- **TASK 1**
In the pollen article, how long are the rotorod sampling devices set out?
- **TASK 2**
Pick up the pollen article right after its final sentence and continue it.

- **SELECTED EXCERPT**
──────
By VICKI BROWN
In case you didn’t notice the bright yellow, grainy sticky stuff coating absolutely everything, it’s pollen season. South Carolina pine trees are emitting fertilizer, and, according to the National Weather Service, the pollen count is very high this season.
Pollen is measured with a system called a “rotorod.” The sampling device uses clear rods coated with a silicone grease which are set out for 24 hours. The rotorods are then examined for the number of pollen grains covering portions of the rod.
The number of grains will place the pollen in a category of low, moderate, high, or very high. As you can probably guess, at this time of the season, the pollen count is “very high.” Since the state experienced a warmer, wet winter, trees are pollenating earlier than usual, according to the NWS.
──────
- **RECORDS SHOWN**
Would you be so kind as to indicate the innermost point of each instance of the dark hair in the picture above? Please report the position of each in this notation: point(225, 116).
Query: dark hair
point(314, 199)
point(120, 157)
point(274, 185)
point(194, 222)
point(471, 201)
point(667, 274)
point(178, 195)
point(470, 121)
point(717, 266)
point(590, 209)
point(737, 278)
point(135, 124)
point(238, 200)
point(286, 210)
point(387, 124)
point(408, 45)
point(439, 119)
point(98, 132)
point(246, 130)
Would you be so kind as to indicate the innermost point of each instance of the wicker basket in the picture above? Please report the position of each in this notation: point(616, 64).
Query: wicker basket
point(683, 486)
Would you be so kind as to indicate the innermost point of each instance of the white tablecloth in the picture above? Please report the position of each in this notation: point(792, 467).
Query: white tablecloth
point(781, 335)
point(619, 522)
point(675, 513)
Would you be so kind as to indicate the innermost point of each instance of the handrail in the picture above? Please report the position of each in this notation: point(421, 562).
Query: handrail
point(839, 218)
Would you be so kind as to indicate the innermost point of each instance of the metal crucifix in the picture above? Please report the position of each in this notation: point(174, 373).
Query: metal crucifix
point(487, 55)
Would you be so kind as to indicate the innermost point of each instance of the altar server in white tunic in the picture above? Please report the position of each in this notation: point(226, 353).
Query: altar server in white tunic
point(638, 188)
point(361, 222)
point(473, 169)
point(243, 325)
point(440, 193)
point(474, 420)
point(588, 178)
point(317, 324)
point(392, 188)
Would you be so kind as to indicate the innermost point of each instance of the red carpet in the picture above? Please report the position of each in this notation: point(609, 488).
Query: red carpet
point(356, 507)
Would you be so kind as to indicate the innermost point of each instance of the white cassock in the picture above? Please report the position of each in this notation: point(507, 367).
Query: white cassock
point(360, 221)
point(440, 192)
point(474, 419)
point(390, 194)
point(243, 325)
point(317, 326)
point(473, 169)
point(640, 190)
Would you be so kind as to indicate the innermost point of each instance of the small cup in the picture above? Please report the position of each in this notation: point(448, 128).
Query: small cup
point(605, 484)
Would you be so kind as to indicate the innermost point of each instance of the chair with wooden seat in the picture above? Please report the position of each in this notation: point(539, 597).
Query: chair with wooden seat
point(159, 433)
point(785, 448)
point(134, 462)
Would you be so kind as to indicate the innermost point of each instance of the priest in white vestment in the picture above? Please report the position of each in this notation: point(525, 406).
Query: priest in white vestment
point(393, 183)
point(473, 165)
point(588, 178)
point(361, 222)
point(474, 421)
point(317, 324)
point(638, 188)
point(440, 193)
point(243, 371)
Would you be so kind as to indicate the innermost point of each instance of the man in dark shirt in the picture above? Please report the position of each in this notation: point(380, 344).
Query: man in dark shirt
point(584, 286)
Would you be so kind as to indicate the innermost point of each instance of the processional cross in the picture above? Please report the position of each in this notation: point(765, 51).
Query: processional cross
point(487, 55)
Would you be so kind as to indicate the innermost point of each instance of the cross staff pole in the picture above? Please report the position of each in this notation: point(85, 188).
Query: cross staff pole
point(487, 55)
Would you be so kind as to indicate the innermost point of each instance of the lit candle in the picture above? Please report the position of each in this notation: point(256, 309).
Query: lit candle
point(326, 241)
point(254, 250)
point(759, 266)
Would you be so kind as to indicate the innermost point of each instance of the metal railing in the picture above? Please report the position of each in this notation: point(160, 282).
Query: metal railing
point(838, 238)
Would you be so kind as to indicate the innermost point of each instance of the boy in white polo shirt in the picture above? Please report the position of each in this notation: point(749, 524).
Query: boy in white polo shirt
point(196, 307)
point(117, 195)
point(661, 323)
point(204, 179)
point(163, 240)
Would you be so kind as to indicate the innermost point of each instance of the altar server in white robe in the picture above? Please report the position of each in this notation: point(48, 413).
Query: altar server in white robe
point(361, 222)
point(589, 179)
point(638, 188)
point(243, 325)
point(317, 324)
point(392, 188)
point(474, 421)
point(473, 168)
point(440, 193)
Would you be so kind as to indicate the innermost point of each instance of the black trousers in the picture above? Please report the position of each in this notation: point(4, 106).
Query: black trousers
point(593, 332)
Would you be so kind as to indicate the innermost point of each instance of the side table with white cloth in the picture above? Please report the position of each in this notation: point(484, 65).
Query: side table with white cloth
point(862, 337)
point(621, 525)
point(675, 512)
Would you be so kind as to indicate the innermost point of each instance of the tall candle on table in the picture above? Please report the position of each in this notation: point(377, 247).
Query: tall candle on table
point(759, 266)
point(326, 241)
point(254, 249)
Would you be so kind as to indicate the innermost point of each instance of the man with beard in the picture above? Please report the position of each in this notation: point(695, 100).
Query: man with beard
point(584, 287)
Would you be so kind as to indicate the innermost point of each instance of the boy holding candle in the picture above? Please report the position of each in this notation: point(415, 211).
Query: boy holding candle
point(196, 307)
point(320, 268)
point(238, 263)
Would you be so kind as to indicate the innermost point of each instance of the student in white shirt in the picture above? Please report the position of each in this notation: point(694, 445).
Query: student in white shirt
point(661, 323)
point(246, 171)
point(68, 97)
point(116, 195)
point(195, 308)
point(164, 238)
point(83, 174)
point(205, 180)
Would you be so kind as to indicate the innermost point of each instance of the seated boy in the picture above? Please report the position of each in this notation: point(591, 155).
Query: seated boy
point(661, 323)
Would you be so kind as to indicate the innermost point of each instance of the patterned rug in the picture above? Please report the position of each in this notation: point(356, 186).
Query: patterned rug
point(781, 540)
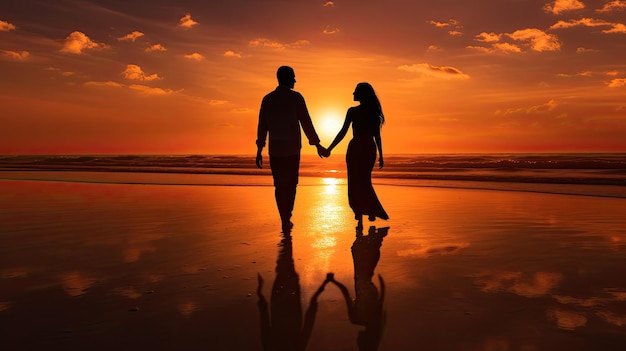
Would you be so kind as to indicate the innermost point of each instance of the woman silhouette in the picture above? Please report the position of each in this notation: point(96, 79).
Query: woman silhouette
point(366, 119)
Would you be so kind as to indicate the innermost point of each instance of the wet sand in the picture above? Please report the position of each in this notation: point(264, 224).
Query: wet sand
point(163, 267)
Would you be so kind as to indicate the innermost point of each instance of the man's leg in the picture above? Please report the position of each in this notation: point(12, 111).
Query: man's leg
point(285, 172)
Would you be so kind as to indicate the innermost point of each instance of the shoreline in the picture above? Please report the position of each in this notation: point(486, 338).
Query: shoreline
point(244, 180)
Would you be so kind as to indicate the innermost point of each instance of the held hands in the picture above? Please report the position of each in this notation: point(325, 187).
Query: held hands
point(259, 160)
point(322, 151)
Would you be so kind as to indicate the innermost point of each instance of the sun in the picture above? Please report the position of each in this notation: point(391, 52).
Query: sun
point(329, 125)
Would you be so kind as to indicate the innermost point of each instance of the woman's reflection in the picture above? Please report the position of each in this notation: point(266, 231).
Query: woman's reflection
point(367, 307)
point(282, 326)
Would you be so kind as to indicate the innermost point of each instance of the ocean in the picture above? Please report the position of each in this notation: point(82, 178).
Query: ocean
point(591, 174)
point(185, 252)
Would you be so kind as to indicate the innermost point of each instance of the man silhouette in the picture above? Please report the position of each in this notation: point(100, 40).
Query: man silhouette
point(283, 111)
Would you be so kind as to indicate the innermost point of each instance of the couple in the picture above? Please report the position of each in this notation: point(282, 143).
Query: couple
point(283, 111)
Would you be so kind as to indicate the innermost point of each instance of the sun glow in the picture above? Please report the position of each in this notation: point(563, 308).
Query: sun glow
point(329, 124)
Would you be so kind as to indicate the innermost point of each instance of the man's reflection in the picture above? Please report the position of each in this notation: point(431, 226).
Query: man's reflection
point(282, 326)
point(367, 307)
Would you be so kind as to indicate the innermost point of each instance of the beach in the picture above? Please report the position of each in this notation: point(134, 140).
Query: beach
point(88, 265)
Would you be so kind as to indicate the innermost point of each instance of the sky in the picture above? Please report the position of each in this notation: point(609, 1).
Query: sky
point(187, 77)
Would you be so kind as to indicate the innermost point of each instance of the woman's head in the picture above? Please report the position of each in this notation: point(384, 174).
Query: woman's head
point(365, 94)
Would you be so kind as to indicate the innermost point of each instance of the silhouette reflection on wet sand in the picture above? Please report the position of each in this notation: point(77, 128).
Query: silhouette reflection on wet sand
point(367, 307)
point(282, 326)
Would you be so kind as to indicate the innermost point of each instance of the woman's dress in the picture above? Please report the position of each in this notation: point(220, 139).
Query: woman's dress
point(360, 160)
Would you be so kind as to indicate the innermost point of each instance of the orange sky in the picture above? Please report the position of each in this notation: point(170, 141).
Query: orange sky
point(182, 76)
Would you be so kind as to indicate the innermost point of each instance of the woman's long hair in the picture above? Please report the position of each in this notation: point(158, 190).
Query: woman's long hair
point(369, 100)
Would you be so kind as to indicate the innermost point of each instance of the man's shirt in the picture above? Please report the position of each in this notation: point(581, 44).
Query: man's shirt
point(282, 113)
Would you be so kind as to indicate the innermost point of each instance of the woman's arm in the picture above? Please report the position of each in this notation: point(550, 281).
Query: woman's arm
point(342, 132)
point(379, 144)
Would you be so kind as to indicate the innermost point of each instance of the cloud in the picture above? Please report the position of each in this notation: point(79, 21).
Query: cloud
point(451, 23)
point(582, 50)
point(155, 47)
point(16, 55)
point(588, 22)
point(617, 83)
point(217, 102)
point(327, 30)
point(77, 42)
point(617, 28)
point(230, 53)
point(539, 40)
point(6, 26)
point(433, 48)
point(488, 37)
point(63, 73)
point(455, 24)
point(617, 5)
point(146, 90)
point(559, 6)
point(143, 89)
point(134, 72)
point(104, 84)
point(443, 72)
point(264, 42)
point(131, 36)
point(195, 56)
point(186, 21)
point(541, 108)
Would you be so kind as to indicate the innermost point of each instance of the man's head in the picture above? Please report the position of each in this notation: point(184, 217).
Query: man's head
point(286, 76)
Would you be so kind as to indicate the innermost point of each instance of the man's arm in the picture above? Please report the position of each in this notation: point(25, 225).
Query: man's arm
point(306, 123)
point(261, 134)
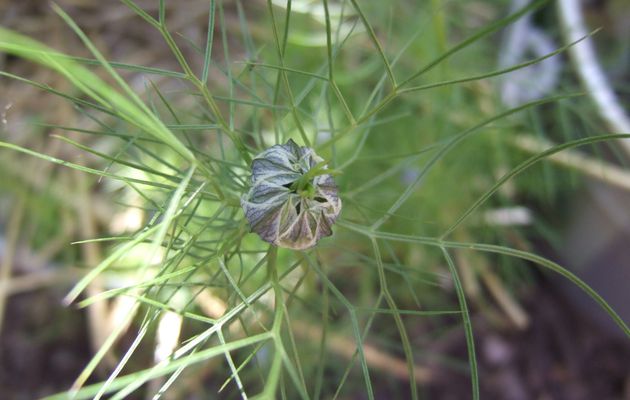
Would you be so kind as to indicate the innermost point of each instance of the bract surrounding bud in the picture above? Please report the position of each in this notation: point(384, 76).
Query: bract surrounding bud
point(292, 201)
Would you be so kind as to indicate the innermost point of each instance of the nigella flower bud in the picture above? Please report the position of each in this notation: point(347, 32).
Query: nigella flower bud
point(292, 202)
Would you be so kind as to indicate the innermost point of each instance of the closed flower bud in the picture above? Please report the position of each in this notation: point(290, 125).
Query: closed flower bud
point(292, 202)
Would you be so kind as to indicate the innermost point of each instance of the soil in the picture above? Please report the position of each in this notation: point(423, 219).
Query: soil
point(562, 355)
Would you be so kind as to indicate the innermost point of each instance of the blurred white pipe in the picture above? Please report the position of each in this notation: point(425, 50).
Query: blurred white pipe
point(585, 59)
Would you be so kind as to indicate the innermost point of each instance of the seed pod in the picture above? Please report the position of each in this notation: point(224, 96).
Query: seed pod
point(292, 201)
──────
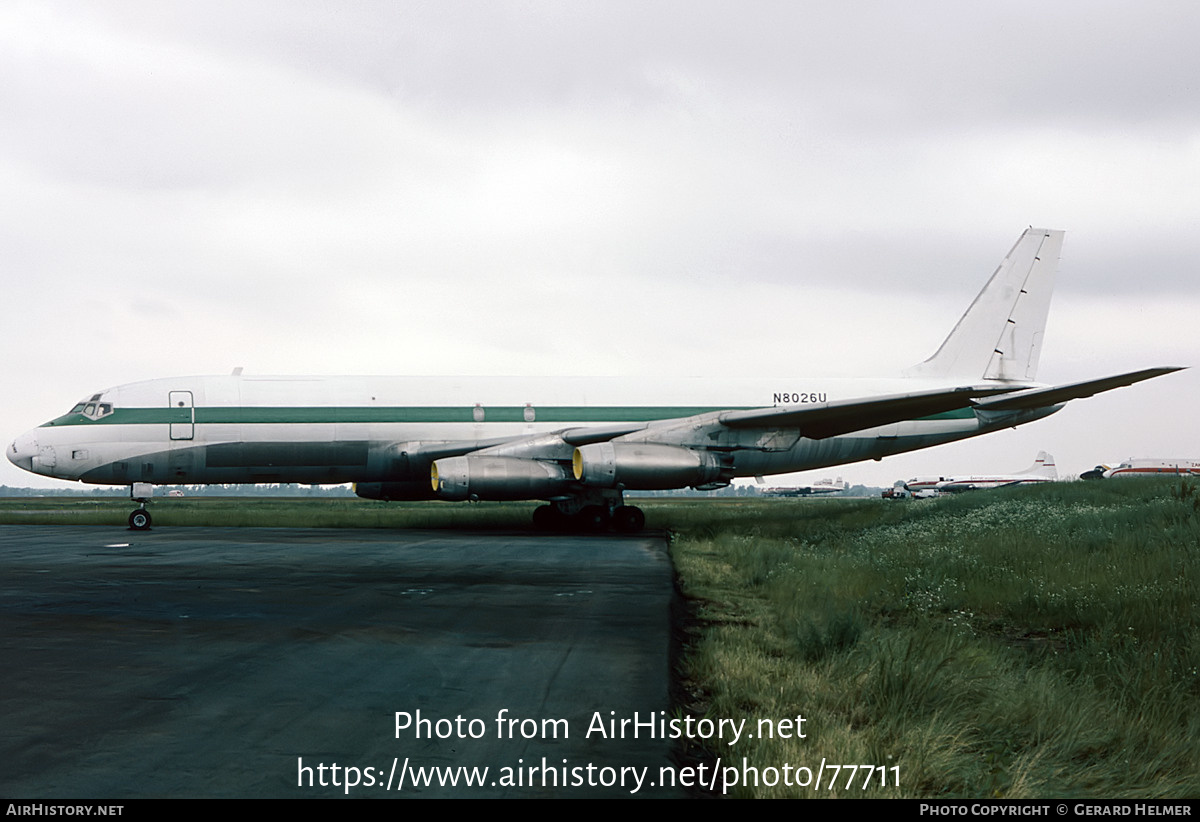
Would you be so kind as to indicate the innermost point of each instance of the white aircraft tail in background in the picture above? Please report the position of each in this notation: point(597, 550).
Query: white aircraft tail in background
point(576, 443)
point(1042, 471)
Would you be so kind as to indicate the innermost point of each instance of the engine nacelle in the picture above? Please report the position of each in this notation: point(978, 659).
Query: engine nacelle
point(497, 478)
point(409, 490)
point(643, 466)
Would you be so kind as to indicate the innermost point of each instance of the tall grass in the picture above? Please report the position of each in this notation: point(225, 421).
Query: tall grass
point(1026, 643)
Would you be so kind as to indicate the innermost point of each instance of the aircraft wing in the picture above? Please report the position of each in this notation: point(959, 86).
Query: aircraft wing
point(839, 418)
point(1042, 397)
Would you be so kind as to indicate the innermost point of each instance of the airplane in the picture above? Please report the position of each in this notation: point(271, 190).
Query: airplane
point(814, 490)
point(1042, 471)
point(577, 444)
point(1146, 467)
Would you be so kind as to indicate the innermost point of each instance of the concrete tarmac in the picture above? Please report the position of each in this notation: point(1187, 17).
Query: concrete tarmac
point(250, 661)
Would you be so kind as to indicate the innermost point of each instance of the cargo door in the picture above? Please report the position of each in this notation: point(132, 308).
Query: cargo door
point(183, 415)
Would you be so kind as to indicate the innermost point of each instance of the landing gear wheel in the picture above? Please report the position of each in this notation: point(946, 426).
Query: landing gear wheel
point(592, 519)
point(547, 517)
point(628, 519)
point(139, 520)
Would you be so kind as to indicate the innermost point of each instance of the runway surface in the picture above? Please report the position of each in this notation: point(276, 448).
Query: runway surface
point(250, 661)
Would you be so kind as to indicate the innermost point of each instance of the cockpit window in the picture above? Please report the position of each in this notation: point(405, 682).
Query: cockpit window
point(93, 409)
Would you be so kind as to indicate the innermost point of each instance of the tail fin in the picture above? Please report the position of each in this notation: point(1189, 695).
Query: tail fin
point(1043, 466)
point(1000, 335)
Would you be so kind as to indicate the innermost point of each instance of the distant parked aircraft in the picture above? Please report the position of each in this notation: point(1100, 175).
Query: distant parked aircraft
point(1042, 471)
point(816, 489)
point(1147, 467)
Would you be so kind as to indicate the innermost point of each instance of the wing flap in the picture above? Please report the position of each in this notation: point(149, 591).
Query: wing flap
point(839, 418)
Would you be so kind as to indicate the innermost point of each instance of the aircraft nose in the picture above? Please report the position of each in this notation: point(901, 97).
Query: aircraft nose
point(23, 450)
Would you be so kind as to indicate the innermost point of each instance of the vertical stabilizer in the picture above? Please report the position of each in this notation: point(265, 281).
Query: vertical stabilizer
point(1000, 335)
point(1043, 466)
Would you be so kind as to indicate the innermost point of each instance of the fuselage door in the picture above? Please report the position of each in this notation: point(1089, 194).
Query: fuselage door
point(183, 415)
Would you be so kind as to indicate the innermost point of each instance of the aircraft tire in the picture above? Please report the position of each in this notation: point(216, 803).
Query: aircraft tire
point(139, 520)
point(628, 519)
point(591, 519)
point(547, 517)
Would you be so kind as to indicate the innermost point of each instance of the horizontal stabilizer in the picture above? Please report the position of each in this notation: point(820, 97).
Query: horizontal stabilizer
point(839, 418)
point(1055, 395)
──────
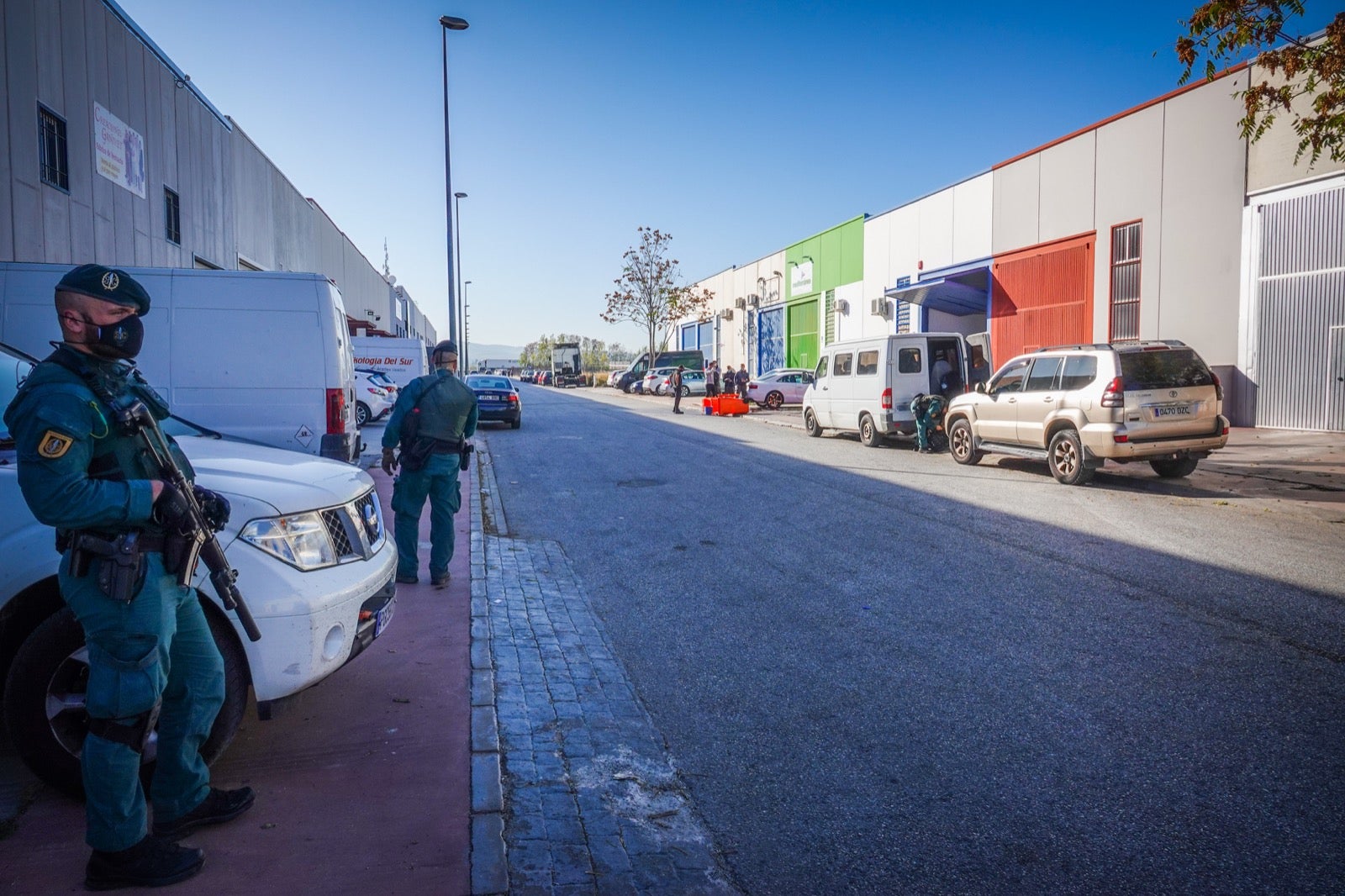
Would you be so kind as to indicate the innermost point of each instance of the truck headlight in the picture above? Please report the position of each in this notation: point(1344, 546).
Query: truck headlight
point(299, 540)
──────
- **EXPECTED OUTPUT 1**
24 hours.

- **EXPECTED OUTPUT 2**
Oddly enough, most of your allergy problems like itchy eyes, runny or stuffy nose, sneezing, and itchy ear canals, are caused by pollen you can’t see. Those microscopic pollens come from grasses, newly sprouted weeds and from the many other trees common to South Carolina. There are at least 18 major tree pollens in the Lowcountry that start to pollenate in late February. This pollination season can continue until May.
When the air is dry, there is less moisture to weigh down the pollen grains when the wind blows. Rain can help wash the pollen away and keep it from moving through the air. Higher humidity also helps keep pollen numbers down.
But what can you do to help alleviate some of your symptoms in the meantime?
On an average day, pollen counts rise during the morning, peak about midday, and then gradually fall. So the lowest pollen counts are usually before dawn and in the late afternoon to early evening. Try to stay indoors during the peak hours.
Wearing a mask can help keep pollen from being inhaled, so those pesky mask ordinances are coming in handy right now. Sunglasses or eyewear can also help with symptoms.
Shower after being outdoors for any length of time. To remove pollen you pick up outside, take a shower and change your clothes.
Keep pollen outside, not inside. Keep your windows shut and use your AC. Use an air purifier to filter allergens.
Check the WeatherLearn when conditions such as the wind increase pollen levels, so you can prepare.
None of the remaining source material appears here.